- _Exercise prompt_
Count the lines of the items below that contain the string "turquoise". Reply with the number alone.

(Dataset excerpts on object pointing)

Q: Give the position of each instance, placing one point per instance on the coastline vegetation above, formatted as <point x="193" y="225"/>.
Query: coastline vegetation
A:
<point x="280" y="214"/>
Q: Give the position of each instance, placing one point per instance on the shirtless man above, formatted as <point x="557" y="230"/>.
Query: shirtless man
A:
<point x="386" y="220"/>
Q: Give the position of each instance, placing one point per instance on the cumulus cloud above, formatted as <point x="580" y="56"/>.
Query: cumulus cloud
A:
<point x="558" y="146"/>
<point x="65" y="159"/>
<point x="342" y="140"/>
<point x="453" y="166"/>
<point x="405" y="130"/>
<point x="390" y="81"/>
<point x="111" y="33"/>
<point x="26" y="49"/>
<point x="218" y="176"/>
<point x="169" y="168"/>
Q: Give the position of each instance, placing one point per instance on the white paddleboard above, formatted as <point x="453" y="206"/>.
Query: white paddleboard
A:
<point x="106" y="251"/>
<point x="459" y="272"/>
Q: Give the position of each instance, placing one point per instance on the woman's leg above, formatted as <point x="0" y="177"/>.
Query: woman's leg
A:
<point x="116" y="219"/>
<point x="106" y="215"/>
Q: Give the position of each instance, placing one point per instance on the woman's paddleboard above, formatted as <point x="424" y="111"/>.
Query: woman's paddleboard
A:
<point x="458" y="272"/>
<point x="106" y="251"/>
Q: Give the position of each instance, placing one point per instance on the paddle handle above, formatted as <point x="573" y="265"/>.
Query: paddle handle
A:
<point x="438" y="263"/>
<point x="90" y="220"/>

...

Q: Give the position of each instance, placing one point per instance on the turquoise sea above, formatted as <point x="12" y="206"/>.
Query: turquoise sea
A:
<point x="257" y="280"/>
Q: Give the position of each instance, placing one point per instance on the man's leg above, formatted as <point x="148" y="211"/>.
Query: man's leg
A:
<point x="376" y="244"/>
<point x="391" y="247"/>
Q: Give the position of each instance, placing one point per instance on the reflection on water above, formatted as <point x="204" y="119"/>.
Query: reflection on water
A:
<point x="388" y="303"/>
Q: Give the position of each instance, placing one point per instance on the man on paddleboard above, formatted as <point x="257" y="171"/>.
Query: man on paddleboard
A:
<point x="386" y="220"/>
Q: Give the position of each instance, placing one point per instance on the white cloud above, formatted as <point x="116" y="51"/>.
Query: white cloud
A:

- _The result_
2